Start of Record excerpts

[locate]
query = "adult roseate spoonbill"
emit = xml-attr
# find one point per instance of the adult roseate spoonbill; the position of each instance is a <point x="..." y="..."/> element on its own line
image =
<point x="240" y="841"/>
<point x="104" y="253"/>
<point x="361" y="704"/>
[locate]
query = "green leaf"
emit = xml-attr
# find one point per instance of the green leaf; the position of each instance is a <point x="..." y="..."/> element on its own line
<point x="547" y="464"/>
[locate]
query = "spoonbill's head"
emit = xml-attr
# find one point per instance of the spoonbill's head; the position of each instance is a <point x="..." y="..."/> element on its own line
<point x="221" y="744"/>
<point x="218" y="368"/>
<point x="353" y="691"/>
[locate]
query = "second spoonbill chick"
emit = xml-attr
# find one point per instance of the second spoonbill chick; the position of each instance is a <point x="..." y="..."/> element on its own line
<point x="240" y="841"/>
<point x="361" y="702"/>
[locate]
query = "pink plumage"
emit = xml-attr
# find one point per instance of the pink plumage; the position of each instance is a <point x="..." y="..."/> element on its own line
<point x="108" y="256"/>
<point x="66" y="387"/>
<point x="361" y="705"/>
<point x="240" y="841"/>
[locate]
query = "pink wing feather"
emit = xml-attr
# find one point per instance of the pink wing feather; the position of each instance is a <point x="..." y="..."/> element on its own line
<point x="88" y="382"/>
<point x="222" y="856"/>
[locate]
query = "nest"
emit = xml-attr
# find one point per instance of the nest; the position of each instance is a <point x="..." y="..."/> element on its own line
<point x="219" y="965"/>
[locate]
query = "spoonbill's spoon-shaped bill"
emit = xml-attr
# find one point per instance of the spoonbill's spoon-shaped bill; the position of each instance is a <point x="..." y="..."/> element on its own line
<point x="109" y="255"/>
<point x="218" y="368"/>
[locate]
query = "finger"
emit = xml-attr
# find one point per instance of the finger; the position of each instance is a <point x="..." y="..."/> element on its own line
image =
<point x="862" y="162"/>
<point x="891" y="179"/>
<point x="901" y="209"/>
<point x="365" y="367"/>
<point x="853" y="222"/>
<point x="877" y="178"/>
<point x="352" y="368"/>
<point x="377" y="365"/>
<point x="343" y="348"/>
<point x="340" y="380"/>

End of Record excerpts

Give all the entries again exactly; leave none out.

* **Solution to this task**
[locate]
query = "adult roseate spoonbill"
emit = xml-attr
# find one point per instance of the adult roseate spoonbill; the position of each instance is a <point x="..." y="..."/> element on its own line
image =
<point x="240" y="841"/>
<point x="104" y="253"/>
<point x="361" y="704"/>
[locate]
query = "green leaf"
emit = xml-attr
# find one point per instance of the green leaf; the position of each instance is a <point x="..." y="..."/> element on its own line
<point x="547" y="464"/>
[locate]
query = "spoonbill's head"
emit = xml-attr
# find one point per instance of the spoonbill's head; the position of each instance is a <point x="..." y="..."/> element on its own line
<point x="221" y="744"/>
<point x="218" y="368"/>
<point x="353" y="691"/>
[locate]
query = "second spoonbill chick"
emit = xml-attr
# find one point per instance of the second spoonbill chick; the position of each instance is a <point x="..." y="..."/> element on its own line
<point x="240" y="841"/>
<point x="361" y="702"/>
[locate]
query = "pink plumage"
emit = xml-attr
# find one point per instance of the pink plumage; the position of each instance is a <point x="..." y="..."/> element on its own line
<point x="108" y="256"/>
<point x="66" y="387"/>
<point x="361" y="705"/>
<point x="240" y="841"/>
[locate]
query = "pink wing feather"
emit = xml-attr
# find one point per instance of the pink wing feather; the position of each instance is a <point x="..." y="..."/> element on its own line
<point x="88" y="382"/>
<point x="222" y="856"/>
[locate]
query = "nest"
emit = xml-attr
# find one point per instance of the nest; the position of each instance is a <point x="..." y="..."/> element on its own line
<point x="219" y="965"/>
[locate]
query = "spoonbill's spoon-shaped bill"
emit = xml-attr
# find one point per instance of the spoonbill's spoon-shaped bill; the position of each instance is a <point x="..." y="..."/> element on its own line
<point x="109" y="255"/>
<point x="218" y="368"/>
[locate]
query = "finger"
emit = xml-attr
# find one point per instance of the finger; the position of each instance is a <point x="..." y="..."/> element on its own line
image =
<point x="862" y="162"/>
<point x="891" y="179"/>
<point x="901" y="209"/>
<point x="365" y="367"/>
<point x="853" y="222"/>
<point x="877" y="178"/>
<point x="352" y="368"/>
<point x="377" y="365"/>
<point x="343" y="348"/>
<point x="340" y="380"/>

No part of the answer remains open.